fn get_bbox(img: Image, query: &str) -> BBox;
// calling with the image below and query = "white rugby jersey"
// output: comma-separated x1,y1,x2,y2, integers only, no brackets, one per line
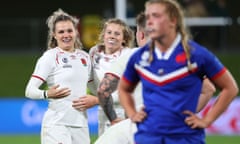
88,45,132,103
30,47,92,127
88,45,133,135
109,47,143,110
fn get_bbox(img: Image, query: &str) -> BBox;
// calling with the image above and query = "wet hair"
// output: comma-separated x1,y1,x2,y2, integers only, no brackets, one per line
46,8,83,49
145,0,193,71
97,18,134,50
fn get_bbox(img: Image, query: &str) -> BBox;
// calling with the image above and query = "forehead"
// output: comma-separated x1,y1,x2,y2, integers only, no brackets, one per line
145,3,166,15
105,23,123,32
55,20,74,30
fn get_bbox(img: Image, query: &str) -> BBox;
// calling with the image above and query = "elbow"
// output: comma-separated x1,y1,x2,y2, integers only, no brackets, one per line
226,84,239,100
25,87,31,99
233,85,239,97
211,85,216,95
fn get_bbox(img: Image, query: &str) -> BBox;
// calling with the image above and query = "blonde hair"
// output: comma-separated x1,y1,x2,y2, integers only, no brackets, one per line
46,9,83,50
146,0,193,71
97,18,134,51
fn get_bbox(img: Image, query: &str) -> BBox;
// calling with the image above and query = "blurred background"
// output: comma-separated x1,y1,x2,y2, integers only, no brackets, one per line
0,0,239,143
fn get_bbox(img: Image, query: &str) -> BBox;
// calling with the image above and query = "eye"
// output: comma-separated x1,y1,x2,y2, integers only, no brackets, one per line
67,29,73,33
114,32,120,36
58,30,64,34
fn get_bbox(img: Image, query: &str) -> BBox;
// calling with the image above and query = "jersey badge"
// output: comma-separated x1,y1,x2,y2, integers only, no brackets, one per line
▬▬▬
▶ **Task statement**: Please repeat all of the data exactly as it stands, leaving the pictures out.

▶ **Answer to the problem**:
fn get_bbox(img: Image, query: &str) -> BBox;
// calling with the image below and query = "white rugby jersey"
// output: comma-separated x1,y1,x2,y2, integers only, no brackets, one per line
88,45,132,103
30,47,92,127
88,45,133,135
109,47,143,110
fn get_bbox(img: Image, query: &str) -> BBox;
// calling with the image above and query = "wet hair"
// output: comma-separated x1,y1,x2,y2, integers only, no brackets, one per line
46,8,83,49
145,0,193,71
97,18,134,50
fn get_bbox(img: Image, query: &str) -> BBox;
// calling with the image above and query = "forehead"
// output: comma-separated x1,y1,x2,y2, integers only, no brackets, one per line
145,3,166,15
105,23,123,32
55,20,74,30
fn get_bbox(img: Image, query: &str) -> BBox;
// calling with the image above and query = "elbow"
// output: comma-separated x1,y1,x2,y2, integers only, no brackets, one per line
226,84,239,100
25,87,31,99
233,85,239,97
211,85,216,95
fn get_bbox(img: Image, query: &str) -> BBox;
// calling with the image above and query = "blonde hair"
// output: comma-separated x1,y1,x2,y2, integers only, no brackets, one per line
46,9,83,50
146,0,193,71
97,18,134,51
fn get_bbox(img: Image, query: &str) -> BBox;
// calling with the image above and query = "blurred background"
// output: comma-separated x1,y1,x2,y2, integers only, no brackets, one per line
0,0,239,143
fn get_bbox(img: Image, query: &str) -> BBox;
// calling with the image above and query = "eye"
// output: comma-separated x1,y1,x2,y2, integers only, no brackets, one per line
67,29,73,33
114,32,120,36
58,30,64,34
fn get_bbox(img: Image, query: &str) -> BBox;
// calling with the image above and query = "jersey badge"
// output: comma-separated x1,y1,x2,y2, integers only, no brackets, one per line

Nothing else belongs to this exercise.